THE TASK: Each line of the material below must be transcribed exactly.

DATA SUPPLIED:
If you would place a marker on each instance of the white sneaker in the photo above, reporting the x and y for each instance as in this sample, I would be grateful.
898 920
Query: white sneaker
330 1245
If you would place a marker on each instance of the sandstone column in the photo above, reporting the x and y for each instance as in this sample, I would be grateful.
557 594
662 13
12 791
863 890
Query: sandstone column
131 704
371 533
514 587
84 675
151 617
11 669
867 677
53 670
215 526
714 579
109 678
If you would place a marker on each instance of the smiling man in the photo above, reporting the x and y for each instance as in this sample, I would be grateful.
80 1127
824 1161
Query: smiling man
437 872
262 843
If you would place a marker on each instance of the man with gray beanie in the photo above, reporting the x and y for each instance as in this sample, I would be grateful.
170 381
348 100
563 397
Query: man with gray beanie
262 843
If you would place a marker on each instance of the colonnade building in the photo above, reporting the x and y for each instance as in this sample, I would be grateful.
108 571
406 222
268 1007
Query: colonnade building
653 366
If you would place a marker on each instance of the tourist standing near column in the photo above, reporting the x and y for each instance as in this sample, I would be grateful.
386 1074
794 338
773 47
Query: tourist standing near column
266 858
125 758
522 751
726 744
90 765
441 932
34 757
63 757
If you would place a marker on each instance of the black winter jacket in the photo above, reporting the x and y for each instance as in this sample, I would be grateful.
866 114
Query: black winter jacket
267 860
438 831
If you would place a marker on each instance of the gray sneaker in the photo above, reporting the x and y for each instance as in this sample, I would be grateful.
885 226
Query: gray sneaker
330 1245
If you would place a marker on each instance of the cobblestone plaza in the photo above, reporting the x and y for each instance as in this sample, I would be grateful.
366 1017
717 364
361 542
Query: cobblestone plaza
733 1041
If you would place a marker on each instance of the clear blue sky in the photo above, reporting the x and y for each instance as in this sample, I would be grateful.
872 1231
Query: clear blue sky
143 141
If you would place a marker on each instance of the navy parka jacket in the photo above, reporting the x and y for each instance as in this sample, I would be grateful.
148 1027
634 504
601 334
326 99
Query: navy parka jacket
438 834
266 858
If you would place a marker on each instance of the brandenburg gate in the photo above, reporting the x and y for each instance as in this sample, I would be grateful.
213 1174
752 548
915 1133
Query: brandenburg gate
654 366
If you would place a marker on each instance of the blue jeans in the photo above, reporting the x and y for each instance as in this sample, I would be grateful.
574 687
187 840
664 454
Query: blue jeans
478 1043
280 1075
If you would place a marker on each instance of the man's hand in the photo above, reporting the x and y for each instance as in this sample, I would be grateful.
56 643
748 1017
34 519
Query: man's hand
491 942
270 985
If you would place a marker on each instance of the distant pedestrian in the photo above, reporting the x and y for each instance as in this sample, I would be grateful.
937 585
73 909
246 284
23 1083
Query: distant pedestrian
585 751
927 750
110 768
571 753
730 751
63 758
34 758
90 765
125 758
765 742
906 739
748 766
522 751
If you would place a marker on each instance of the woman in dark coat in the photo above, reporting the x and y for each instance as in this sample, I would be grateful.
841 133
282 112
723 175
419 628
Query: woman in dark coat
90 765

RESPONSE TO THE TASK:
If you would place a marker on each instance of the white sneaker in the photo above, reporting the x and y for each instance as in this sample, I would be grateful.
898 920
Query: white sneaker
330 1245
If you would place a marker on each instance of the sandstone column in the photo above, reporting the x and y for each instance as in this sample, I would be grateful.
557 594
662 13
12 791
863 890
Query: sandstone column
131 704
371 533
514 587
84 675
151 617
11 669
867 677
53 670
215 526
714 579
109 678
If you would place a marker on each instance of the smiling man in the photo above, reporting the x and y for each instance as in this sample, I would be grateful.
80 1127
824 1161
Query: smiling man
437 872
262 843
If you would place a marker on each instance of the man with gray beanie in the photo above, reporting the x and y for each instance as in this sample, I would be grateful.
170 381
348 100
563 397
Query: man with gray beanie
262 843
If you would place a marker on each instance of the colonnade building in the photo above, reporting the x and y for each instance as in this sample, I would be grateful.
108 571
406 222
268 1007
Query: colonnade building
653 366
If you would place a marker on each instance of the tourist standing near column in the photo above, reporting the x and y for each instance as in this sample, I would be grateful.
386 1074
794 338
773 47
Query: tourist standing near column
266 858
125 758
522 751
726 744
90 765
441 932
34 757
63 757
If you would place a marker on each instance of the black winter jacket in the photo above, reporting the x and y for each instance as in this sample, I would be grateful.
866 114
Query: black winter jacket
267 860
438 831
If you would place a marker on each instance of the gray sneaker in the photo above, reporting the x and y for each instance as in this sample, I would be grateful.
885 226
Query: gray sneaker
330 1245
If you would place a marker on each instance of the cobblestone plaza in the photo above, reporting the x and y for each instance as in this sample, I would be grateful.
366 1017
717 364
361 542
Query: cobblestone plaza
733 1041
If you would place a marker on each instance of the clear blue sky in the photo above, reporting the x and y for each instance as in this sample, I would be grateful.
872 1231
Query: clear blue sky
143 141
If you would place a marker on each instance of the navy parka jacket in the photo above, reporting the x and y for each instance as in this sample, I would be grateful.
148 1027
634 504
601 334
326 99
Query: navy parka jacket
438 834
266 858
If you would place a marker on each instance of the brandenburg gate in the photo above, reporting the x and y for each instance as in this sample, I would be grateful.
213 1174
752 548
915 1133
Query: brandenburg gate
654 366
If you would place a marker on each instance of the blue jeans in the photo above, reporting the x and y for each instance as in this sample, I would be grateful.
574 687
187 840
664 454
Query: blue jeans
478 1043
280 1075
If you would place a marker on each instance of the man's hand in the photo above, reporting the x and y for each instance as in this sample, I would be grateful.
56 643
748 1017
34 519
Query: man's hand
491 942
270 985
If you would place a marker on each instance of the distant pedestrian in the photo above, reporting the x and y for each instance as in this sample, I would be grateful.
937 585
73 909
246 284
23 1083
Query: distant pedestrian
585 751
927 750
110 768
571 753
730 751
63 758
34 758
90 765
125 758
765 742
906 739
748 766
522 751
If you would place a marker on each instance of the woman in dark coat in the photo above, reporting the x and y for each instance as in this sample, I would be grateful.
841 133
282 112
723 175
419 628
Query: woman in dark coat
90 765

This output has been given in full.